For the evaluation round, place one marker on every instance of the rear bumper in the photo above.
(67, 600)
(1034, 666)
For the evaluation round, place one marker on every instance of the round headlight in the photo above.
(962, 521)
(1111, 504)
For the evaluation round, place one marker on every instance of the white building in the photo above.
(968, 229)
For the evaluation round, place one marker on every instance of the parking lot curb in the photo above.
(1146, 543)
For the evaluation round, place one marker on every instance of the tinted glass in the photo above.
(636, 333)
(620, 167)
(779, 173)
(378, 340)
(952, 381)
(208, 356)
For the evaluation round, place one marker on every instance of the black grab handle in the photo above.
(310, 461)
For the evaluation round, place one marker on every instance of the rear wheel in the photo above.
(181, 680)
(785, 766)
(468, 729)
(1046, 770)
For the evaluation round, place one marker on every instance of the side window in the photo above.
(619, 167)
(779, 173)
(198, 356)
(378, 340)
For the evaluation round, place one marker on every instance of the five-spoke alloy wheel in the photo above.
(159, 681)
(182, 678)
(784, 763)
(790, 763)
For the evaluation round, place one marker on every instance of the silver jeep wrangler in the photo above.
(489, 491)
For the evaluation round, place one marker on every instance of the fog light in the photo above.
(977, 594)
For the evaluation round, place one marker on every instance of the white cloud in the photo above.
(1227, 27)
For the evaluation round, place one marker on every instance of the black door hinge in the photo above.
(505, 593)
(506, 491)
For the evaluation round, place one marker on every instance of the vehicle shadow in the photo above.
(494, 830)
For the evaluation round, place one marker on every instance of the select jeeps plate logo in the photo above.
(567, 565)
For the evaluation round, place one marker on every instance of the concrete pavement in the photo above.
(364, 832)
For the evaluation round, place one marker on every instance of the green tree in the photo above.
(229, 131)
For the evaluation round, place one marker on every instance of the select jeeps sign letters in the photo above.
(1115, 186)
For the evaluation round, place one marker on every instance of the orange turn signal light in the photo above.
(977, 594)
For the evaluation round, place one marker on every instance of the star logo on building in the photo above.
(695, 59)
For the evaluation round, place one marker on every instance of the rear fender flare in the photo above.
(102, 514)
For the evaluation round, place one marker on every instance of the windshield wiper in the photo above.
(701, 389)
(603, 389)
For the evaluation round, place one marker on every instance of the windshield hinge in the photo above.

EXERCISE AIM: Your task is to repeat every line exactly.

EXERCISE SOLUTION:
For the evaluation round, place one marker on every instance of the rear bumper in the photo above.
(67, 600)
(1034, 666)
For the evaluation round, place one marker on every instance of the round headlight in the photo above.
(962, 521)
(1111, 504)
For the evaluation round, place one marker on every instance of the white building in the photo above.
(968, 229)
For the evaluation round, place one marker on every instance of the parking lot curb in the photo above.
(1146, 543)
For the evaluation round, place one marker on every instance of the tinted glass in the photo above.
(636, 333)
(620, 167)
(779, 173)
(378, 340)
(952, 381)
(208, 356)
For the evaluation round, place one marker on every instance of the black grab handle in the photo above.
(310, 461)
For the evaluation round, place one marker on every instance of the rear wheel in the photo above.
(181, 680)
(785, 766)
(468, 729)
(1046, 770)
For the evaluation round, place one marker on every instance of the side window in the photo above.
(619, 167)
(779, 173)
(198, 356)
(378, 340)
For the evaluation round, place one marker on every instance of the five-spoke alloy wheel in the photo above.
(159, 681)
(182, 678)
(784, 763)
(790, 763)
For the evaluation round, place one marker on every instance of the silver jeep wrangler in the photo above.
(489, 491)
For the evaluation round, place one marker on every instance of the fog light in the photo above.
(977, 594)
For the evaluation round, place one marker on every instance of the white cloud in the photo above.
(1227, 27)
For the evaluation round, place one marker on every instance of the black door hinge in the photo above.
(505, 593)
(506, 491)
For the evaluation round, place one marker on every instance of the vehicle shadow in the photo above.
(494, 830)
For the evaluation round, place one marker on every instance of the select jeeps plate logo in the photo above.
(567, 565)
For the evaluation round, place one marker on every instance of the concrete pavement in the photo above.
(364, 832)
For the evaluation round, place one marker on every instance of the green tree in the photo above.
(229, 131)
For the evaluation round, place one marker on every instance of the select jeeps sign letters in the photo above.
(1115, 186)
For the evaluation round, place one marker on every instance of the orange turn signal light in the photo above.
(977, 594)
For the evaluation round, place one marker on every instance of the star logo on building in the photo above.
(695, 59)
For the evaluation round, place one marker on every instance of the rear fender flare in the photo above.
(102, 514)
For the evaluation round, place one marker on every instance of the windshield wiper in the photo above.
(701, 389)
(603, 389)
For the evaluation round, place one marker on every instance of the windshield hinge in the photo above.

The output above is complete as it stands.